--- START ---
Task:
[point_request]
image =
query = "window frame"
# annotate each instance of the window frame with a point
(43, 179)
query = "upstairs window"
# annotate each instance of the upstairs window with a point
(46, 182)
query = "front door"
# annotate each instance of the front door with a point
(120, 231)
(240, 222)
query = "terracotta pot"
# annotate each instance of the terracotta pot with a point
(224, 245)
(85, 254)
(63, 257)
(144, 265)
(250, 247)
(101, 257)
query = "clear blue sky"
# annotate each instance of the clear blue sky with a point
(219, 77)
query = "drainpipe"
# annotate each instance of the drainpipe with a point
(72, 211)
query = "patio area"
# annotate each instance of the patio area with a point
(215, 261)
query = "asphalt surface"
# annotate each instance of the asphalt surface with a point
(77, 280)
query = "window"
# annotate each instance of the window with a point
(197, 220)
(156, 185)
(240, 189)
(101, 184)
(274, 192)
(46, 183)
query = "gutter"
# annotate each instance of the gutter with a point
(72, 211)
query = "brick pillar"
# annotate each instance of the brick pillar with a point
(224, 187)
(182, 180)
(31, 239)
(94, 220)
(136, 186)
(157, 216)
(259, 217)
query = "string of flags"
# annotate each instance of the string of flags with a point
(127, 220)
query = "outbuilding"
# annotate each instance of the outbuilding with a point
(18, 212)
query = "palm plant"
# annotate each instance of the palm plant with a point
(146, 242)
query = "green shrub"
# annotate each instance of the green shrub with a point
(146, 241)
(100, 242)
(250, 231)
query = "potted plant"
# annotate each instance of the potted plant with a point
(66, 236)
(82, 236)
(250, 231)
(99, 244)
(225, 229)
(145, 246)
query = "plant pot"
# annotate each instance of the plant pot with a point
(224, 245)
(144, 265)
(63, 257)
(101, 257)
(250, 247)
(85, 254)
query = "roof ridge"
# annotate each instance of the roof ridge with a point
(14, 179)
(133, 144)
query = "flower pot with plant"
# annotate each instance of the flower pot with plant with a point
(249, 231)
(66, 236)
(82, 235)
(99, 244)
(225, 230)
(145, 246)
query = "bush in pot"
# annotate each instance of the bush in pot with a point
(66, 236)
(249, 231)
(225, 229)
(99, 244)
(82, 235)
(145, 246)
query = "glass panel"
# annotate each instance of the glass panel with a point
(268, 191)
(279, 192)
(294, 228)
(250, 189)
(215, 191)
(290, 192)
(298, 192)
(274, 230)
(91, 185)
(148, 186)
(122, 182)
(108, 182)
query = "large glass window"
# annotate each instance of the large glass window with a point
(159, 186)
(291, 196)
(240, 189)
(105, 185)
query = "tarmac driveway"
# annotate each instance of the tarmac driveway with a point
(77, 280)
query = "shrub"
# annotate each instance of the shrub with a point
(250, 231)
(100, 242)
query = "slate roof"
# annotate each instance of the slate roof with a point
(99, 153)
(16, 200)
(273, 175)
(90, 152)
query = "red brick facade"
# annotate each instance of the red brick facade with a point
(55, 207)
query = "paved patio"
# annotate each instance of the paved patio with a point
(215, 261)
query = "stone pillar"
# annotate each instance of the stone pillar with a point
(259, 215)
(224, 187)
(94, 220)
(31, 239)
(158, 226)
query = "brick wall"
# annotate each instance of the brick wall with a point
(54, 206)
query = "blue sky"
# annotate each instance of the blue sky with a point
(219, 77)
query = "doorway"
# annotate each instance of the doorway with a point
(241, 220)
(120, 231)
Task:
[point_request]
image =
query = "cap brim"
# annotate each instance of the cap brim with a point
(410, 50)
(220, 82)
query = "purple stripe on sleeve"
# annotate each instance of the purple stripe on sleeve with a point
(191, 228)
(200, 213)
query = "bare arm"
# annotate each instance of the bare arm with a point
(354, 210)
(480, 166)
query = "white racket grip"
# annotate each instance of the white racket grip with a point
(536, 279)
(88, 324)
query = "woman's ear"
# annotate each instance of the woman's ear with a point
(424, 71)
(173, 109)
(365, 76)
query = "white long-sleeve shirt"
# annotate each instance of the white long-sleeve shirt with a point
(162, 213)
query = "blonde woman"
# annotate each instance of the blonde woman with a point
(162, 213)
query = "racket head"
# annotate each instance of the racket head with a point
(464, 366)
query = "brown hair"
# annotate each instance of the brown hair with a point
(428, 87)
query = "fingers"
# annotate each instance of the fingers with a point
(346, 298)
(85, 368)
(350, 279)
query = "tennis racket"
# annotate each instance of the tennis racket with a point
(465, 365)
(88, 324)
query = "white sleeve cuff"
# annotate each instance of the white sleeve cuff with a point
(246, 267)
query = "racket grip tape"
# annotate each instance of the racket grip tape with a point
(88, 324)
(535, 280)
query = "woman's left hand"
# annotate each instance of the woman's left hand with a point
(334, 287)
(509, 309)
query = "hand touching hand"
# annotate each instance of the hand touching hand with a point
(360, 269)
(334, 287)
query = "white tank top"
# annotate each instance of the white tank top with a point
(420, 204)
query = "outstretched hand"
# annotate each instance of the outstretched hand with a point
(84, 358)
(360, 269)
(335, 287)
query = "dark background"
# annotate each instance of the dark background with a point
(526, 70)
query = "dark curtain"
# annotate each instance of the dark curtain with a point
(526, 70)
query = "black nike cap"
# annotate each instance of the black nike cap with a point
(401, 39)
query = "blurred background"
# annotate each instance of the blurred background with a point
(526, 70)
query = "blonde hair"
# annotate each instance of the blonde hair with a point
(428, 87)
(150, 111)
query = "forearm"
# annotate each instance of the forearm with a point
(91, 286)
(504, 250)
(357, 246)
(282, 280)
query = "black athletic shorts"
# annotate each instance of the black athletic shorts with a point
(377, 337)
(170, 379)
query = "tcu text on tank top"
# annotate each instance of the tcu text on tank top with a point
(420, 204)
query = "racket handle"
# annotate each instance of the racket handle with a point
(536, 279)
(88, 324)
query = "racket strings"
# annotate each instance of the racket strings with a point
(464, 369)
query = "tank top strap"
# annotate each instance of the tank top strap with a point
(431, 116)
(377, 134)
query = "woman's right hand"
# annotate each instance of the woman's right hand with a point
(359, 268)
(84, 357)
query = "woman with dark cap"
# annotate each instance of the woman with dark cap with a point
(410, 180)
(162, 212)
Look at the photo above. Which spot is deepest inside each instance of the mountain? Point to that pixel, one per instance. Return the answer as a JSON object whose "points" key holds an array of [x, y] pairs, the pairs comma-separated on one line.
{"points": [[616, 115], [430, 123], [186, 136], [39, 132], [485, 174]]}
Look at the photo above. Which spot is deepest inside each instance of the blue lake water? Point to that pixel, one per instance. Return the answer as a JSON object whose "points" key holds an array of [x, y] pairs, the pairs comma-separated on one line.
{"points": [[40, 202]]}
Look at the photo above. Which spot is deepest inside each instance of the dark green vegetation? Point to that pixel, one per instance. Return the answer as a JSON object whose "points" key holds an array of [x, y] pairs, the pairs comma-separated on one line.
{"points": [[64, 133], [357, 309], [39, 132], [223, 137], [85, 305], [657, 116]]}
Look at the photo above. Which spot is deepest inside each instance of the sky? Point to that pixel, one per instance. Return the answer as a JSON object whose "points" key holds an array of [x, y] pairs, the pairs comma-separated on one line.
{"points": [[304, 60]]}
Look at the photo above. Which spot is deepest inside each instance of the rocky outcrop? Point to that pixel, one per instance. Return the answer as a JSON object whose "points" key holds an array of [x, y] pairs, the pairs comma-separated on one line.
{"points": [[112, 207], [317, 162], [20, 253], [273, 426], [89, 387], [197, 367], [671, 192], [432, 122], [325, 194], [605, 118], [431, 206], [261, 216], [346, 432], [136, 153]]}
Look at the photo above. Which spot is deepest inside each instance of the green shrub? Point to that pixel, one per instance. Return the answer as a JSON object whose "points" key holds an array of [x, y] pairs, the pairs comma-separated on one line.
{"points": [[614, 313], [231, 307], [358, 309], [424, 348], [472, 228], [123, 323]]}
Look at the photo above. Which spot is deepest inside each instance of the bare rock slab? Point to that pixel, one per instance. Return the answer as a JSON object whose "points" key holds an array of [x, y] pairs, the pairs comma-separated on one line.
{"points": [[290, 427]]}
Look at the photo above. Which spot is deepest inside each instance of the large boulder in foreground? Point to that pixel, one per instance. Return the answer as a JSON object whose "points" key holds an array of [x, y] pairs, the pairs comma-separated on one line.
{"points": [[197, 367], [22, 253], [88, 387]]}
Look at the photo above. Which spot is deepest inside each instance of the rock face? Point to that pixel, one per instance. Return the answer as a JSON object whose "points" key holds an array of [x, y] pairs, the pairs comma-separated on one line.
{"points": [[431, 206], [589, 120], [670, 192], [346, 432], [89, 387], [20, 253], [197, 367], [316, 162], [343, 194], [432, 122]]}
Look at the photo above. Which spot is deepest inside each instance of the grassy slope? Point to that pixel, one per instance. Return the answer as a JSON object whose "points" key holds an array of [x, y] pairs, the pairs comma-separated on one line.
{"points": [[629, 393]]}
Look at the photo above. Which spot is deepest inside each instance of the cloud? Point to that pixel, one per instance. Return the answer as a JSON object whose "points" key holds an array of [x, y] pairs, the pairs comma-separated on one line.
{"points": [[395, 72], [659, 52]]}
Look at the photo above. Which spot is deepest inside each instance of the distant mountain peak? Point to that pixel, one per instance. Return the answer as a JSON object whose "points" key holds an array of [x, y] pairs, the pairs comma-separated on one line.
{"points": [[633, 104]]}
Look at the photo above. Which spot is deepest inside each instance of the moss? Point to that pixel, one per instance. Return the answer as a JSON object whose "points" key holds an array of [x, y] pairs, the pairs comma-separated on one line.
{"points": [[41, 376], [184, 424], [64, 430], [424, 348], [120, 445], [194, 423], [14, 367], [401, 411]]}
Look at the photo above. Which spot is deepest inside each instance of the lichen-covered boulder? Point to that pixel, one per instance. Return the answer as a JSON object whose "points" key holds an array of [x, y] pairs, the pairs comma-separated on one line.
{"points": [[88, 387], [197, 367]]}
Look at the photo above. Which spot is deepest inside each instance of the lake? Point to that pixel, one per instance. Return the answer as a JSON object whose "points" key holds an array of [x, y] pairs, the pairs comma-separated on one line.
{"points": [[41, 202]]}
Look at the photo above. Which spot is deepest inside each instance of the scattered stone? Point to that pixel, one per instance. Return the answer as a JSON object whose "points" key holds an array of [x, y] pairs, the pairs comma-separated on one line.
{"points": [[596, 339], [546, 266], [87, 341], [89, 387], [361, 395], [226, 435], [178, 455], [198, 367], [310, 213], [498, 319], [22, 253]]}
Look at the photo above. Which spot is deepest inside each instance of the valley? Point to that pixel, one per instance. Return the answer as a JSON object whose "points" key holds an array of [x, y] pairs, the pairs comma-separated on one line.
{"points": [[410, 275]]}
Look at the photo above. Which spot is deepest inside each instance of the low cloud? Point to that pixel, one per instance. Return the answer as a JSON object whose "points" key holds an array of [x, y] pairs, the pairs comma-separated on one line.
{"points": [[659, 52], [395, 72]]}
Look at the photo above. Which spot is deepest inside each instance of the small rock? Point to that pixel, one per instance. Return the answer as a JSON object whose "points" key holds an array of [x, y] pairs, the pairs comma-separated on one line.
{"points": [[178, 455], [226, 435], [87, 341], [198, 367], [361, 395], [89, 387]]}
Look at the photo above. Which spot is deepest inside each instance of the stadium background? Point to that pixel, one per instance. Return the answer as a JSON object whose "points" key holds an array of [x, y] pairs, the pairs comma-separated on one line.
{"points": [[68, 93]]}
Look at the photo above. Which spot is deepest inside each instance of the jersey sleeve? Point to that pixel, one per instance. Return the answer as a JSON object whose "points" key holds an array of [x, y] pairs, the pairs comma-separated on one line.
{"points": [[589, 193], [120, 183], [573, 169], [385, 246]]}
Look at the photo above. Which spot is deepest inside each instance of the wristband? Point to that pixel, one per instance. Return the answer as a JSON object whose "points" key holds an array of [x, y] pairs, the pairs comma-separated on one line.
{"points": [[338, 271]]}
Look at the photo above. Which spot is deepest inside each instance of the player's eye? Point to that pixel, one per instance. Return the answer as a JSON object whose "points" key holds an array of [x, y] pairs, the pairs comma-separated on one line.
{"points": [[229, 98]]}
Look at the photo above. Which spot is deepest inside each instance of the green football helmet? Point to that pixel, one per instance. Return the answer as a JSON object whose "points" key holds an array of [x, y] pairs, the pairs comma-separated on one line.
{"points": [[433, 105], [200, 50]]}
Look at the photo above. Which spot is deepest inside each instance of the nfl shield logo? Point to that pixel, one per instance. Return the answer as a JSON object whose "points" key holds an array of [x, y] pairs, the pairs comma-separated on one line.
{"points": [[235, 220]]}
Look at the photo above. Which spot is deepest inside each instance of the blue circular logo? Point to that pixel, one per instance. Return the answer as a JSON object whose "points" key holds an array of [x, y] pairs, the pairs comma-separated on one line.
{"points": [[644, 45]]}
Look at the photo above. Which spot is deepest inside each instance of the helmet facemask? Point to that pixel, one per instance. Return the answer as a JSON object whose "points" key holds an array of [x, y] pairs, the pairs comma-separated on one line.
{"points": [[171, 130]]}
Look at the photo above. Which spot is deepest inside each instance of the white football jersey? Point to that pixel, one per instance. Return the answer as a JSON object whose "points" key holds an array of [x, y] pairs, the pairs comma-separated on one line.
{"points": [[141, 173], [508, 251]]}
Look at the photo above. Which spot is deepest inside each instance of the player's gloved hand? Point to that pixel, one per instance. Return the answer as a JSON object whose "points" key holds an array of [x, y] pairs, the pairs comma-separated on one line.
--- END ---
• _Task brief_
Begin with the line that contains "the nfl shield" and end with the last line of the records; set down every line in that span exactly, and nothing else.

• _The answer_
Look at the photo above. Which spot is deepest inside each instance of the nfl shield logo? Point to that pixel, one per instance. Return the answer as a JSON object whose "points" key holds an array of [x, y] pairs, the pairs comma-separated on one line.
{"points": [[235, 220]]}
Look at the photo above. Which spot is deepest inside each instance of the blue circular logo? Point to that pixel, one per instance. Return the answer as a JSON object whose "points" key holds an array of [x, y] pairs, the pairs comma-separated on one line.
{"points": [[644, 45]]}
Look at the photo above. Which spot is deepest inside each instance of the helmet facemask? Point to that pixel, one per instance. Return the answer as a JSON object whose "points" key holds an array of [x, y] pairs, the pairs comma-separated on one line.
{"points": [[171, 130]]}
Look at the photo above. Which spot is deepest inside each instance of the white football jersey? Point to that pixel, one per instance. Return the answer as a JSON object whose "points" key holds an array of [x, y] pairs, the pairs comma-separated on one line.
{"points": [[141, 173], [508, 251]]}
Look at the photo above. Which spot is deepest inside each instance of the player's gloved hand? Point to that pixel, one per instance. Return the answer as a JSON object whose "points" key holds an array of [x, y] pairs, the pairs comma-separated on one line.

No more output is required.